▸ **Objectif**: Reproduisez mot pour mot l'ensemble des lignes qui suivent, en laissant les images de côté.

Extraits de données d'annotation de positions:
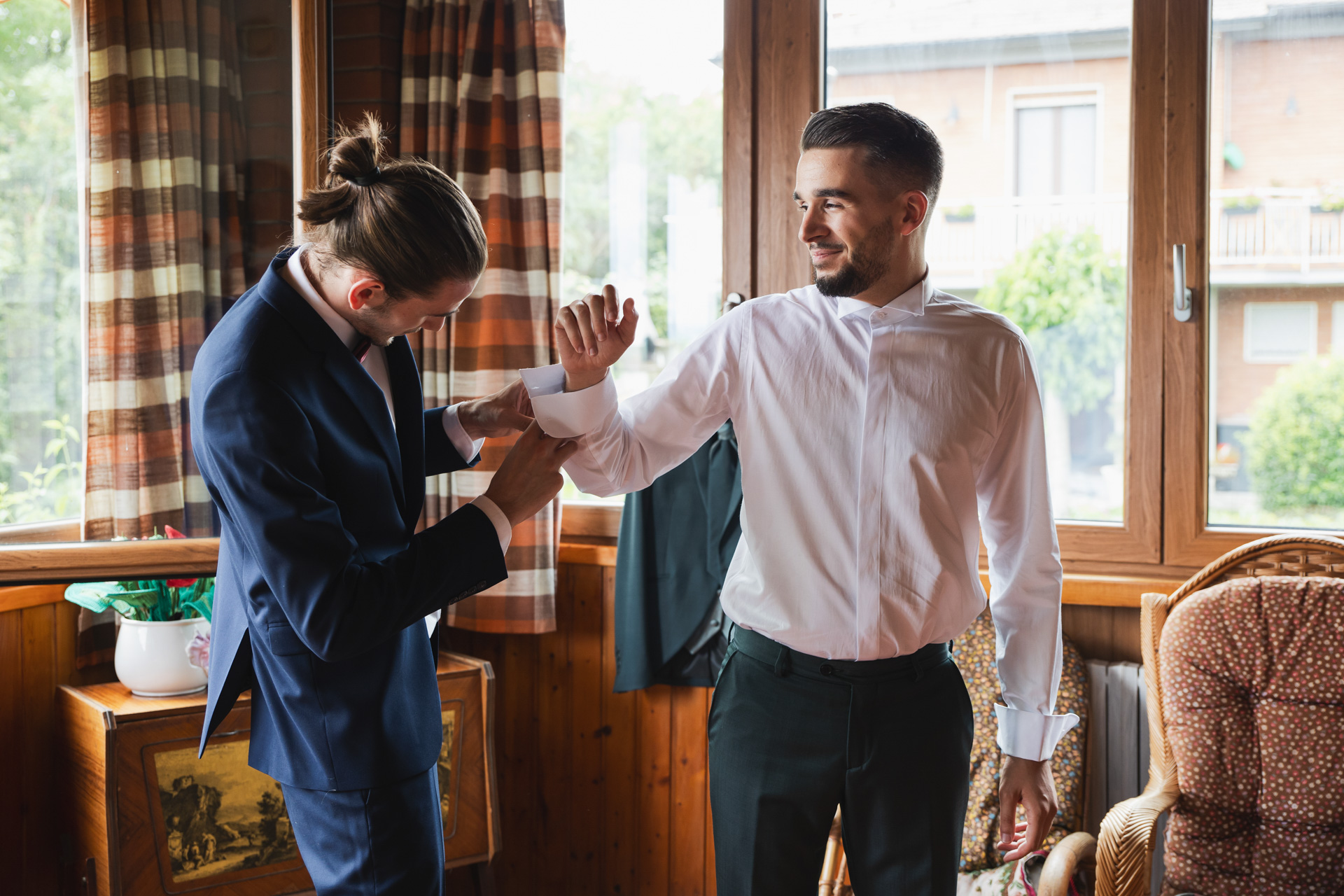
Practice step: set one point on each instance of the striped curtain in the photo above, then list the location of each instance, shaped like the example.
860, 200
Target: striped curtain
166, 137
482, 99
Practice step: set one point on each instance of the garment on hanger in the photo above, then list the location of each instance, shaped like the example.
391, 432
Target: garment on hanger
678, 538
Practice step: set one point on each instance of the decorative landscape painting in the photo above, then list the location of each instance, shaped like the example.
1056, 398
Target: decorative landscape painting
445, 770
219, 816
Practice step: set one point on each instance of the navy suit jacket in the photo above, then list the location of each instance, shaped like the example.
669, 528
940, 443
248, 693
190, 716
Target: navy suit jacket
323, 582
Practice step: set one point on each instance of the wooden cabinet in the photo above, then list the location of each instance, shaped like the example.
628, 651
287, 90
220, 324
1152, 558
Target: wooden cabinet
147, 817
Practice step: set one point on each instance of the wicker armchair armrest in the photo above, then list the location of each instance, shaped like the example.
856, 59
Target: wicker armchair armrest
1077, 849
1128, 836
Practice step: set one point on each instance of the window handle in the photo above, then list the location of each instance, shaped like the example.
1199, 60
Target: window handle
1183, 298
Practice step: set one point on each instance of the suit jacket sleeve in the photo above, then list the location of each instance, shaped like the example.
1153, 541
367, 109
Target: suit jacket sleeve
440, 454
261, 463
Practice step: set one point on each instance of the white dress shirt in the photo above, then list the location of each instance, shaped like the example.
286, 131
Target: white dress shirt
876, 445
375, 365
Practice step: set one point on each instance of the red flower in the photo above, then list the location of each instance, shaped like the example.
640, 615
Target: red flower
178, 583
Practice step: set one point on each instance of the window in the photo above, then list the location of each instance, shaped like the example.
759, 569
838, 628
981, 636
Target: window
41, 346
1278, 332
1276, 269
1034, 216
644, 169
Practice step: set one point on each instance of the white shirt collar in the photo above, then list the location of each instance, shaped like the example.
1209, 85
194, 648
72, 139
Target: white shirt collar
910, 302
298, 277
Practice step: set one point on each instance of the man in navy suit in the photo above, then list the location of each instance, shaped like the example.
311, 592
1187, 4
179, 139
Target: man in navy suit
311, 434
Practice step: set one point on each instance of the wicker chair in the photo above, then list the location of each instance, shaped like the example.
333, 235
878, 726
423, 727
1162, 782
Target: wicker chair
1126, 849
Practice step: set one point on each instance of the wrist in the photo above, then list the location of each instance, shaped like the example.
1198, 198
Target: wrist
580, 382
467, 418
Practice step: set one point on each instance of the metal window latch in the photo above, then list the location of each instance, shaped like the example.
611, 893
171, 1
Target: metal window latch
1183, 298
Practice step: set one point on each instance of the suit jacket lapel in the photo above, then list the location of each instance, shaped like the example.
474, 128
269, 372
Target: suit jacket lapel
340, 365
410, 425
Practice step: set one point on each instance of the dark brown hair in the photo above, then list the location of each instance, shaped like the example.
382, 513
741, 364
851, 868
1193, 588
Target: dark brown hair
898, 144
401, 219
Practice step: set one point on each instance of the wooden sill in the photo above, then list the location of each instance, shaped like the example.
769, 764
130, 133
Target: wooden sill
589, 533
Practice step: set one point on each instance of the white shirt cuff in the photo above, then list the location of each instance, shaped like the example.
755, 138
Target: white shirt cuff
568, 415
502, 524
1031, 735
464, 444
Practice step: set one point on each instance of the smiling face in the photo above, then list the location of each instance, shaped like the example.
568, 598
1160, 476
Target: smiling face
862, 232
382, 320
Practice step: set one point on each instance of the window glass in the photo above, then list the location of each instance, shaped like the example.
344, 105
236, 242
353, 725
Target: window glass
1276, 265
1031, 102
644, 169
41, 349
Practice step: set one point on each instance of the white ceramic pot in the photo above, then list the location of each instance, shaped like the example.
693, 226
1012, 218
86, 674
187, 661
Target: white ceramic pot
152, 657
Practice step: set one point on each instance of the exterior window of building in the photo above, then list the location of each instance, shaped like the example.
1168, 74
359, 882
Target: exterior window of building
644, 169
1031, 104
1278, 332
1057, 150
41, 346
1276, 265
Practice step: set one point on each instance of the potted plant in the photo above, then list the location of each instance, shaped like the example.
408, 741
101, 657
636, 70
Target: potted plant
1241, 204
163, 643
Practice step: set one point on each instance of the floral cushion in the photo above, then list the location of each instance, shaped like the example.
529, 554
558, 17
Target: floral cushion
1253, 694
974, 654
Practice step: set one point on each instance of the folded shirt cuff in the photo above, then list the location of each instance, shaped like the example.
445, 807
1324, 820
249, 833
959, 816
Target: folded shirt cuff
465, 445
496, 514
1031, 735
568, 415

▸ **La réponse**:
Practice step: set one point on each instance of the striped curtain in the photo above, then list the location of each instance, shaped like the example.
860, 200
Target: striped curtain
166, 137
482, 99
Practice step: set one point on each instance of the garment on hanger in the photo above, then list the location of each instance, shaped like the example.
391, 432
Target: garment on hanger
678, 538
Practice step: set one point on each instance of the decorative landscape painting in the photo above, then list the location of each instance, shaped like the example.
1056, 398
Target: decorative landscape painting
445, 770
219, 816
Practice step: set one point on each instance of the navy suit jacket in the photo above, then list the location of each instance, shaped like the example.
669, 528
940, 443
248, 693
190, 716
Target: navy suit jacket
323, 582
Practice step: set one point on each instance of the wooden cabinet in the photo above, then list the location of each instance, shaped like the example.
628, 651
287, 90
220, 324
1152, 558
Target: wooden cabinet
147, 817
Practice step: set one point on each instance of the wicker armchair armrest in the photo above, then list the location of each instance, shaped like the example.
856, 59
Target: wicker armchair armrest
1077, 849
1128, 836
Practice step: set one point on each instance of the window handle in the photo above, then list the location of each instance, shaped like the example.
1199, 60
Target: window handle
1183, 298
Practice step: set one point on each instance of the suit jacket sleeve in the photo above, then list the location of each instance, shaped like the example.
1153, 541
367, 109
Target: suit jacket sleeve
440, 454
261, 463
Practice step: set one point on each instance of the white dress shirt in the photo above, then list the location of each instance, shaped like the example.
286, 131
Target: white dress shirt
876, 445
375, 365
Practice step: set one point on each instance of the red flower in the photo above, then list the location of each instance, shaped like the example.
640, 615
Target: red flower
178, 583
Practice step: set one point on each instance of the window in the photo above, then list the location of each instance, shaped like the example.
759, 569
838, 628
981, 636
Target: window
41, 346
1278, 332
1276, 269
1034, 216
644, 169
Practice step: set one point on each instance of the white shirt collar in the photo above, then list the location of each instance, shaped like the example.
1209, 85
194, 648
72, 139
Target: white shirt collar
910, 302
298, 277
Practice step: set one point on each instance of the man in navy suit in the photo above, then list the location of each instance, shaped like the example.
311, 592
1187, 4
179, 139
Target: man in navy suit
311, 434
Practice step: set one point on each instance of the wicker chair in the photo above, then list the location of each instance, shaped like the example.
333, 235
878, 726
423, 727
1162, 782
Target: wicker chair
1126, 849
Practice step: set one point on each instance of the wrist in the photo above, then list the location of each instance, shaped like the example.
1198, 198
Target: wrist
580, 382
467, 418
Practice step: set one point on each instance of the metal window latch in the photo above, then list the location of each instance, shaped like the example.
611, 893
171, 1
Target: metal window latch
1183, 298
Practice step: set one point on each instance of the suit jacket lapel in the photo above, then list the location of each instance, shaped like the example.
474, 128
269, 372
Target: suit jacket lapel
340, 365
410, 425
Practice step: set one point on each instance of the dark brown hair in the photo above, then list the location of each instance, shaped like the example.
382, 513
741, 364
851, 868
1193, 588
Target: dark brown hair
898, 144
401, 219
Practice step: set one point on each instance of the wooden sill in the photo above, then list the location of each instance, shaped like the example.
769, 764
130, 133
Target: wooden sill
589, 533
Practice step: set one point on each instance of the white shirt cuff in the photo above, then list the location of each instance, shaped like the example.
755, 138
Target: white shirt cuff
568, 415
502, 524
1031, 735
464, 444
Practice step: set one point on each instance of the smiling face in the photo above, then list the location of each instance, shaped like the example.
568, 598
1160, 476
Target: smiling face
862, 232
382, 320
Practice step: set one point on each instance of the window glass in the photo above, then list the location of each instance, shaped like the example.
344, 105
236, 242
353, 725
Target: window glass
1276, 265
1031, 102
644, 169
41, 349
Practice step: set one point on each instance of the white ceramic pot in the photo above, then list the location of each instance, shaped like the example.
693, 226
1012, 218
86, 674
187, 661
Target: white ceramic pot
152, 657
Practice step: set one point on each instance of the exterior window of building in the photo above, then list the location of each instance, shaped like the example.
1168, 74
359, 882
Target: exterior window of building
644, 169
1031, 104
1278, 332
1057, 150
41, 346
1276, 265
Practice step: set one point on each instance of the potted plant in the photo above, then list the location of each instance, shaped like the example.
408, 741
101, 657
636, 70
Target: potted plant
1241, 204
163, 643
Practice step: set one point on each instance of the floral cushion in the photo above, then list the location of each instance, shaped like the example.
529, 554
558, 17
Target: floral cushion
1253, 694
974, 654
Practice step: set one point on each instance of the folded shirt cuff in the photo above, then list the location of each instance, shaped like the example.
445, 807
1324, 820
249, 833
959, 816
Target: folded shirt cuff
465, 445
496, 514
1031, 735
568, 415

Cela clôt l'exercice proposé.